_EXTRACT PROVIDED_
------------

Now the problem is, if our models are very capable and they do this really hard task that we don't really understand, what if they just sneak in subtle security vulnerabilities that we miss and then they pile on a bunch of these until they can exploit them later. And so the question is, if these methods I'm discussing here mainly work for elicitation, does it actually help us? And so I wanna make the bold claim that I want y'all to disagree with me on, if you so wish. Which is, that if we actually manage to solve elicitation, then we've also solved in large parts deception. Or at least that will help us a lot against deception. 


Let me give you three arguments. One is: The way we train our models is some variation of: (1) we use them as reward models, (2) we use them for constitutional AI, and (3) we deploy them as monitoring systems to look at the traffic after the model is deployed. And so if we can elicit the capabilities of the reward models and monitors better, then we will also effectively be supervising our models better and they will be able to get away with less unsafe behavior. And more specifically, if detecting the shady behavior is easier than producing it, and I have a fully elicited monitor, then I know if I have a similar sized agent, the agent couldn't get away with anything because my monitor would be able to detect it. 


The other thing is, if my model actually uses all of its capabilities towards the task I give it, then it doesn't have any capability or capacity left to be secretly plotting against me. Now it could still   bide its time and just not do anything on most tasks and then occasionally in very rare cases, it decides now's the time to turn.


But then you still have to spend some amount of capacity on every task deciding whether now is the time to start plotting or deceiving. And then the third argument is if we are actually really good at eliciting capabilities, we could also elicit the model's deceptive capabilities and just train it towards the deceptive tasks.


Let's say we make a model organism. We train the model to just, lie to us or try to insert subtle security vulnerabilities and all of these things. And we just see how good the model is at that and whether we could catch it. And if we can’t, we have to improve our defenses.

------------

_TASK GOAL_
From the talk excerpt on elicitation and deception, return the passage starting at "Let me give" and ending at "to detect it.". The rows come from a separate source.

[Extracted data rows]

------------

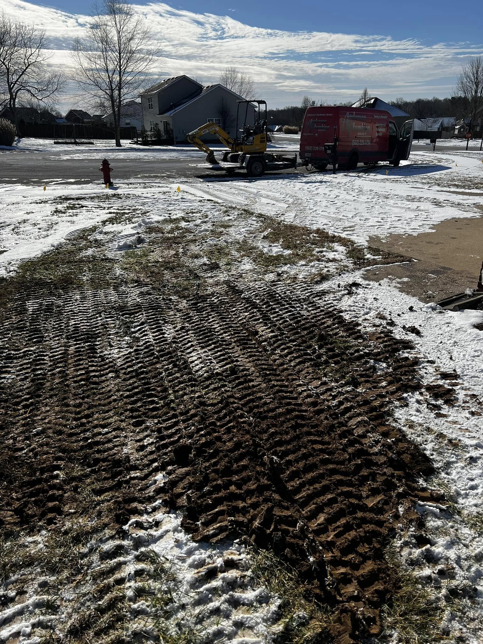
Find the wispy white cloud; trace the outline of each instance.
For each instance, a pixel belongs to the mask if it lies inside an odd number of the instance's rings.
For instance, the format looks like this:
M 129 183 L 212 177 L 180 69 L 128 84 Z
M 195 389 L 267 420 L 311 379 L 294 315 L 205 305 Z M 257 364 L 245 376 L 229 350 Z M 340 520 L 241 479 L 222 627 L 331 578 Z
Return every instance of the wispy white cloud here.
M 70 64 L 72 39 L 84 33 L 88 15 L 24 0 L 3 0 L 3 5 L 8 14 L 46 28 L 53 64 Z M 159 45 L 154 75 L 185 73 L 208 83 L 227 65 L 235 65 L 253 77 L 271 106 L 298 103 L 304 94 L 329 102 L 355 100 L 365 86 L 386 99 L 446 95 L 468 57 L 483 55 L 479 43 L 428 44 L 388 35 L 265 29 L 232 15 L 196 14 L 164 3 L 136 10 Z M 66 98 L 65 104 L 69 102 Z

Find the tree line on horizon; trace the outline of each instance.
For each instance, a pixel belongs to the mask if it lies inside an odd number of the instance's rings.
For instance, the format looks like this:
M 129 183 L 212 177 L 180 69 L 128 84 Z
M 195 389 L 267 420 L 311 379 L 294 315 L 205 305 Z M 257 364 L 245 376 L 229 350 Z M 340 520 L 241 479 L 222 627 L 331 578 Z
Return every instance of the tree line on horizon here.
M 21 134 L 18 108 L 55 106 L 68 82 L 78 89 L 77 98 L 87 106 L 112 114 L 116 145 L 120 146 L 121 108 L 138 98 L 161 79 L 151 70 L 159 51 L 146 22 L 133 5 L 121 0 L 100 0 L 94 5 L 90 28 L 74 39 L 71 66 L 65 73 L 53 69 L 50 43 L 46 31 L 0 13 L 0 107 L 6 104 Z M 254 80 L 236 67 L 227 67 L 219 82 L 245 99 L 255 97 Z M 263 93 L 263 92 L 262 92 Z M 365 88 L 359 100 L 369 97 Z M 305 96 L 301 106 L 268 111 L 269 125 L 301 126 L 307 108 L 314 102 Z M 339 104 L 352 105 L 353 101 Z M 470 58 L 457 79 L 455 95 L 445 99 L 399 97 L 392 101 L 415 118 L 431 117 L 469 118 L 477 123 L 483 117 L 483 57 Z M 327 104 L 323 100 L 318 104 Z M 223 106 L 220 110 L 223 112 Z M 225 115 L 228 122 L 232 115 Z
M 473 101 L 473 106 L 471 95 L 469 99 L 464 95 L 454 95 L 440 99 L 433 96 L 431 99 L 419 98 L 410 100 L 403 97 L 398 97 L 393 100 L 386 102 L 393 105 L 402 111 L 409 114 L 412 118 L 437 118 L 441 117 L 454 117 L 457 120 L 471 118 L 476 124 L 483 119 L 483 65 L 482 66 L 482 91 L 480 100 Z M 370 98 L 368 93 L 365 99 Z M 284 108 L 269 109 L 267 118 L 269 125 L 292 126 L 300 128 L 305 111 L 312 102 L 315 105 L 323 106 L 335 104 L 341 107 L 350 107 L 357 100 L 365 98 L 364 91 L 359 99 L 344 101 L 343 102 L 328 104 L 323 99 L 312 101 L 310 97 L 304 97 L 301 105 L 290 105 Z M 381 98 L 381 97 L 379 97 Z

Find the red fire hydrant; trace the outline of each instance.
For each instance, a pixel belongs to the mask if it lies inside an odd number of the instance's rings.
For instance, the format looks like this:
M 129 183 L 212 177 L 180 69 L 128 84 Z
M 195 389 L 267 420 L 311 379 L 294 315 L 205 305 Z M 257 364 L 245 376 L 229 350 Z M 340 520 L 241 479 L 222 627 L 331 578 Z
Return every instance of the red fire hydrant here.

------------

_WORKED SOLUTION_
Let me give you three arguments. One is: The way we train our models is some variation of: (1) we use them as reward models, (2) we use them for constitutional AI, and (3) we deploy them as monitoring systems to look at the traffic after the model is deployed. And so if we can elicit the capabilities of the reward models and monitors better, then we will also effectively be supervising our models better and they will be able to get away with less unsafe behavior. And more specifically, if detecting the shady behavior is easier than producing it, and I have a fully elicited monitor, then I know if I have a similar sized agent, the agent couldn't get away with anything because my monitor would be able to detect it.